• **INSTRUCTIONS FOR THE TASK**
Within the listing below, the lines to output run from the one containing "the ceiling in" through the one containing "the light wood"; copy them exactly and nothing else.

• **DATA EXTRACTS**

..............................

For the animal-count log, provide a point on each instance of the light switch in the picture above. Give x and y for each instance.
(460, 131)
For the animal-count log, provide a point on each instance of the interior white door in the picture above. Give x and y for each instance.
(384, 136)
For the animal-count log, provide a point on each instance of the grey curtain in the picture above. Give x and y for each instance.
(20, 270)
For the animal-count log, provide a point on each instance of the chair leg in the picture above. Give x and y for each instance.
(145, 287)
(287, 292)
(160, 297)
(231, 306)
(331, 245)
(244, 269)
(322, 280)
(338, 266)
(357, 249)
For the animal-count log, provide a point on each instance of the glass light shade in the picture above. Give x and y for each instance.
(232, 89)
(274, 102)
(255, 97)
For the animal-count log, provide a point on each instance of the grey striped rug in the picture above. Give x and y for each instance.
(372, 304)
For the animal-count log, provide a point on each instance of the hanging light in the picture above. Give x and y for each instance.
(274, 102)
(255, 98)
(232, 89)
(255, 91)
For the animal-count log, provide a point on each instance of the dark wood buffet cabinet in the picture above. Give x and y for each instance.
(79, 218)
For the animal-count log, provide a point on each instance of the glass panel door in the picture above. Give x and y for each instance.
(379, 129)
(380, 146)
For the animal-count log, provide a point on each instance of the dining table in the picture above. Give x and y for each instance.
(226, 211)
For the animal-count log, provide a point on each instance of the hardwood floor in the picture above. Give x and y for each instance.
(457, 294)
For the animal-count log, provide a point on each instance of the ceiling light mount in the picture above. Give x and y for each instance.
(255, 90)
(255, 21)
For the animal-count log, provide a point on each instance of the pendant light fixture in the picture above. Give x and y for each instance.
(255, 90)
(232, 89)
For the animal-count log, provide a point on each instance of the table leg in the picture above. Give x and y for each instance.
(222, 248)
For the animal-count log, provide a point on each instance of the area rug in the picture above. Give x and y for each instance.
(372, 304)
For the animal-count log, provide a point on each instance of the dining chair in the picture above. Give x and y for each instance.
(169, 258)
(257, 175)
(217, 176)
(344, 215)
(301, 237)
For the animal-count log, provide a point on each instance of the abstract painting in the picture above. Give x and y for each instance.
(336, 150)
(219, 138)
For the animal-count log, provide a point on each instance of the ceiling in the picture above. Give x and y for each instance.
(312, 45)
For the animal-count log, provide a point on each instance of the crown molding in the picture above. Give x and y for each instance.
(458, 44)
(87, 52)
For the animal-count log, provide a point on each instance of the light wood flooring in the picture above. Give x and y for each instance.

..............................

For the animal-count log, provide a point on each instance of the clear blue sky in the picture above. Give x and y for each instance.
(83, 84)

..............................

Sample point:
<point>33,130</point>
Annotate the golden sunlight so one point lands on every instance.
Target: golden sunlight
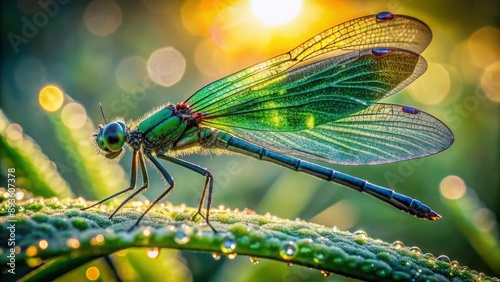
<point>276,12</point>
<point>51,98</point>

..............................

• **WRITTEN ANSWER**
For the animal-count log, provide a point on each instance of the ceiling in the picture above. Give x and y for each instance.
(312, 45)
For the animal-count log, provide a point on each instance of the crown molding in the picture above. Give x and y for each instance.
(458, 44)
(87, 52)
For the animal-count log, provide a point on each instance of the light wood flooring in the picture above. Give x and y for each instance.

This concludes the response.